● **TO DO**
Print the entries below word for word; the pictures stay out of your copy.

---- EXTRACTED INFORMATION

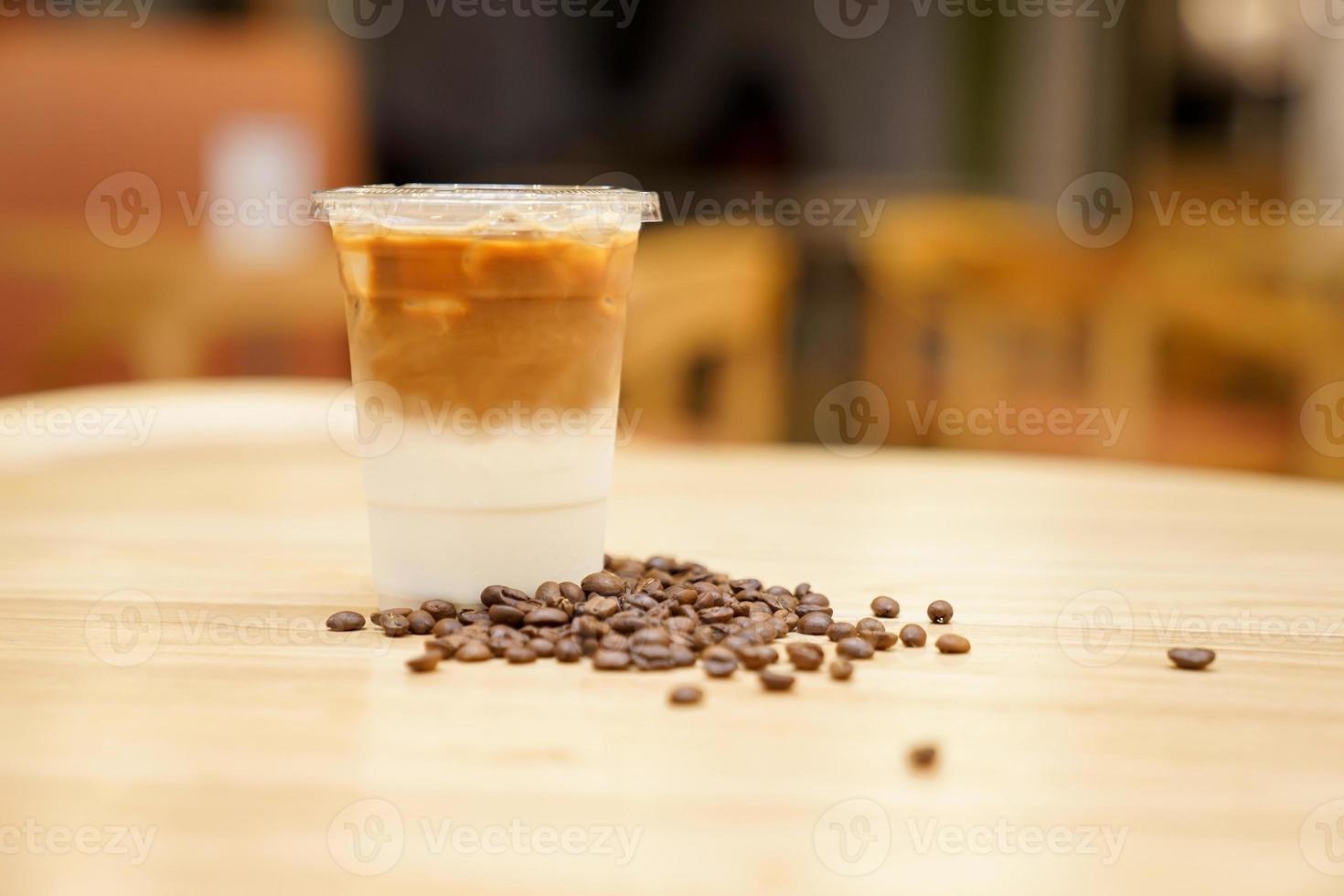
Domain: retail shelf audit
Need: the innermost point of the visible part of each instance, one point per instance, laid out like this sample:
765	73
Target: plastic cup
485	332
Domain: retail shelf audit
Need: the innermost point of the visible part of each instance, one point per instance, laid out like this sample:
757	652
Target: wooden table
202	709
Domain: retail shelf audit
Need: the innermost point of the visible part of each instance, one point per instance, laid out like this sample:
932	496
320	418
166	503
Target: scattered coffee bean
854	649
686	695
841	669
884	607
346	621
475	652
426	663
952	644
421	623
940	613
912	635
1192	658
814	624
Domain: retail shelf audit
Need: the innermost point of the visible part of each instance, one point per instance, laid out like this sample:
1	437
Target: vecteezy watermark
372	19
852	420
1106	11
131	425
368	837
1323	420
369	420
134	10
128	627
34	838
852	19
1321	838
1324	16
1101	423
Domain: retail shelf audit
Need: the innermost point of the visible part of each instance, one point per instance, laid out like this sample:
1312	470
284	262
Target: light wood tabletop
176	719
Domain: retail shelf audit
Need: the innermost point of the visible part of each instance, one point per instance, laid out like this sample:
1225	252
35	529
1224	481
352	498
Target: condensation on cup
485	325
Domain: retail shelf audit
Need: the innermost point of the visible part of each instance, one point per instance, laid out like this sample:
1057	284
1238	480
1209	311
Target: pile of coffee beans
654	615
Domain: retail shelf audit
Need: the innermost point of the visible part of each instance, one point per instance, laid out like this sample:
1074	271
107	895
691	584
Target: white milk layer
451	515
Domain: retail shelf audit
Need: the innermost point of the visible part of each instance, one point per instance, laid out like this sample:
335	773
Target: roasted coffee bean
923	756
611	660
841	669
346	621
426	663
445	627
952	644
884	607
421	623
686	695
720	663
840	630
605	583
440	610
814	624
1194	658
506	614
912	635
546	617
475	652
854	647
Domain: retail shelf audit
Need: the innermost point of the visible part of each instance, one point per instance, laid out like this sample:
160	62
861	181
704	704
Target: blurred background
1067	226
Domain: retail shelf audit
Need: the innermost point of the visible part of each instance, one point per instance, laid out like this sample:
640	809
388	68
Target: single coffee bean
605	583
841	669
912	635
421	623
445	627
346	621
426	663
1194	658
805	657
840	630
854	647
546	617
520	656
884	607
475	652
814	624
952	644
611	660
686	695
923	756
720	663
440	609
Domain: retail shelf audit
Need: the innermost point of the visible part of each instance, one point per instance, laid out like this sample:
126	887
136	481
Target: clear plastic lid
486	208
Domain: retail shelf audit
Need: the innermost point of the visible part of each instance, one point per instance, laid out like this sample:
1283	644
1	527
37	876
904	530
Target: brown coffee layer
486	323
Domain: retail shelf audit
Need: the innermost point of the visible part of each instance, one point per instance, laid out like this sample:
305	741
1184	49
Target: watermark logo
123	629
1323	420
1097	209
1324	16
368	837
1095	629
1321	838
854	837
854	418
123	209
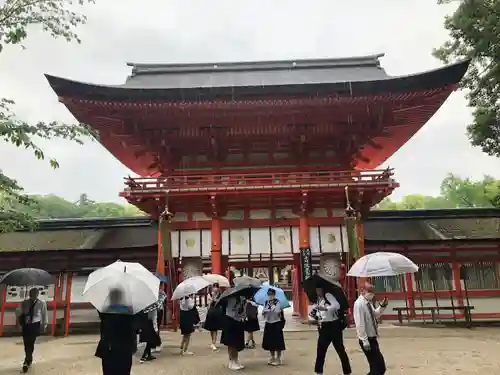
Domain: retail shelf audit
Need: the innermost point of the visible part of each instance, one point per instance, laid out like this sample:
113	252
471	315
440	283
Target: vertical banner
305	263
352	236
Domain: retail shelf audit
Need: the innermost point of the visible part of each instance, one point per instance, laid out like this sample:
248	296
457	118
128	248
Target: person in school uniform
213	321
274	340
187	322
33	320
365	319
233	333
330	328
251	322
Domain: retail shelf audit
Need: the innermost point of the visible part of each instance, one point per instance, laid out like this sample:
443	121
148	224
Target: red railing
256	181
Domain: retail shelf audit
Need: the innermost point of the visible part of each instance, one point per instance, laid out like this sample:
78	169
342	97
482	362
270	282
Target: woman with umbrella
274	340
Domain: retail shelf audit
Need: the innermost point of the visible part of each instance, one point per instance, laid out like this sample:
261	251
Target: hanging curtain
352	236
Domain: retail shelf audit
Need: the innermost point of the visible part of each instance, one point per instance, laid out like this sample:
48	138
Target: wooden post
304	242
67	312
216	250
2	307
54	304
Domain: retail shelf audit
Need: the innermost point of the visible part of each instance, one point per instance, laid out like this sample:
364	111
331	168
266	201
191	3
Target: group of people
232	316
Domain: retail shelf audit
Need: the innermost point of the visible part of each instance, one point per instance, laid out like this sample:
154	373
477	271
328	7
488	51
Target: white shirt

--------

● **RESPONSE BELOW**
Domain: retail shelf audit
Need: the innermost point of the visible part of each instance, one point per instance, laid out like this sample:
765	73
Target: plastic cup
485	332
Domain: retail shelf audit
Need: the innermost point of the visible part of each instance, one point per instance, laid out like this sample:
757	652
Target: wooden table
202	709
Domain: retail shelf audit
Need: the innermost point of the visible part of each instance, one point per instance, laid out like this sample:
932	496
320	418
166	503
Target: scattered coffee bean
854	649
686	695
841	669
884	607
346	621
475	652
426	663
952	644
421	623
940	613
912	635
1192	658
814	624
Domain: retail shelf audit
Need: the innermost point of the visible part of each instance, one point per instance, laid out like this sample:
1	437
Target: vecteezy watermark
372	19
852	420
1106	11
131	425
368	837
1323	420
369	420
134	10
128	627
34	838
852	19
1321	838
1324	16
1101	423
Domain: retail shelf audit
Need: the innermost point of the visible part of each instance, one point per instance, laid out like this sample:
1312	470
284	262
Target: light wood tabletop
176	719
Domain: retail shelf audit
Need: the innermost point of the visible part of each instance, one point per instance, laid out like this sample:
1225	252
35	529
1224	481
352	498
Target: condensation on cup
485	325
Domain: retail shelf audit
Need: the innermost point of the visible part of each instance, one point per instance, laid out like this sample:
1057	284
1238	480
1209	311
Target: pile of coffee beans
654	615
Domain: retail shelf audit
Need: the innermost point of the visible part of each instance, one point per instance, laid out like this sample:
1074	271
107	895
691	584
Target: white milk layer
451	515
Domain: retail shelf audit
Need: the innermost point of the visible part of each instance, one point per instance, laid out like this sample:
335	773
Target: roasted coffee bean
923	756
611	660
841	669
346	621
426	663
445	627
952	644
884	607
421	623
686	695
720	663
840	630
605	583
440	610
814	624
1194	658
506	614
912	635
546	617
475	652
854	647
Domain: retail shelf audit
Need: the innermost point of the visible part of each instance, one point per instance, laid out like this sample:
160	62
861	181
704	704
Target: blurred background
1067	226
Domain: retail shelf audit
Need: the innermost point of the visible part of each instance, one point per instance, laid out like this sample:
640	809
388	68
Target: single coffee bean
605	583
841	669
912	635
421	623
445	627
346	621
426	663
1194	658
805	657
840	630
854	647
546	617
520	656
884	607
475	652
814	624
952	644
611	660
686	695
923	756
720	663
440	609
Domain: retail shelf audit
Need: the innermost point of the visible part of each instance, one point per instance, laid out like this sample:
126	887
136	481
Target: clear plastic lid
486	208
Domain: retail shelf audit
Need: the innermost point of the visible part of each instance, one point per instance, laid out like this sample:
1283	644
1	527
37	876
904	530
Target: brown coffee layer
486	323
Domain: retail shelf audit
Need: the innermost point of the visible part of each instance, one point per instance, laid out like this sample:
305	741
1184	49
Target: watermark logo
123	629
1323	420
1097	209
1324	16
368	837
1095	629
1321	838
854	837
854	418
123	209
Domain: retail shelf audit
Need: the innermost point of the visible part of each instance, one point per instance, laid out like this sample:
113	252
471	315
440	283
Target: vertical banner
305	263
352	236
Domain: retail shelf audit
Need: the innermost point of the visible part of each instance, one point per instance, laid out like this sample:
248	296
457	118
128	248
Target: person in school uniform
213	321
274	340
187	322
33	320
365	319
233	333
330	328
251	322
Domain: retail shelf audit
Need: the innermost point of the visible part of each instance, one point per instance, laid out like this sample:
443	121
148	224
Target: red railing
256	181
Domain: retail shelf audit
Need: the innermost point of the visible part of each instance, one point per instance, laid out like this sample:
78	169
342	97
482	362
270	282
Target: woman with umbrella
274	340
Domain: retail shelf audit
Need: the innermost point of the visible part of each instance, one point per instance, laid out like this sample:
261	251
Target: hanging curtain
352	236
Domain: retail shelf audit
Need: the innermost point of the visible part of each instance, one point per instance, laid out like this sample:
48	138
Target: wooden post
304	242
67	312
216	250
2	307
54	304
Domain: retail shelf audit
Need: the innermost point of the visible part of each instance, one point per instance, laid out like this sample:
364	111
331	168
266	201
191	3
Target: group of people
232	316
Domain: retail shelf audit
Need: the innermost point of the visible part of each instance, one point per instance, laid out like this sample:
154	373
477	271
328	7
488	51
Target: white shirt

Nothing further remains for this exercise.